It's been a great season for opera lovers. Both Tanglewood and the area's own little-engine-that-could opera company, Berkshire Opera Company, served up feasts for the eyes and ears. For Tanglewood, opera permeated the season as Boston Symphony Music Director James Levine continued to emphasize his dedication to the art. The Berkshire Opera with its more limited resources, mounted just one fully staged opera, but as any parent of an only child will tell you, one is infinitely more satisfying than none —and in this case that one was an all time favorite, La Bohème, starring the Berkshires' own homegrown diva Maureen O'Flynn as Mimi and marking the company's first production in the beautifully restored Colonial Theater in Pittsfield. Below is a report on my two nights at the opera-- Cosi Fan Tutti on Monday, August 13th and La Boheme on Friday August 17th.

***

Work to do:
From the opera season review, return the passage from "It's been a" up to and including "Friday August 17th.". The listing comes from a separate source unrelated to the opera season review.

Provided data:

***

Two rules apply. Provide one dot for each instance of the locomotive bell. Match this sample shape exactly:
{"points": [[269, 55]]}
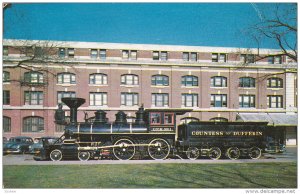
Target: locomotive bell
{"points": [[100, 116], [140, 116], [121, 118]]}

***

Exercise output:
It's been a great season for opera lovers. Both Tanglewood and the area's own little-engine-that-could opera company, Berkshire Opera Company, served up feasts for the eyes and ears. For Tanglewood, opera permeated the season as Boston Symphony Music Director James Levine continued to emphasize his dedication to the art. The Berkshire Opera with its more limited resources, mounted just one fully staged opera, but as any parent of an only child will tell you, one is infinitely more satisfying than none —and in this case that one was an all time favorite, La Bohème, starring the Berkshires' own homegrown diva Maureen O'Flynn as Mimi and marking the company's first production in the beautifully restored Colonial Theater in Pittsfield. Below is a report on my two nights at the opera-- Cosi Fan Tutti on Monday, August 13th and La Boheme on Friday August 17th.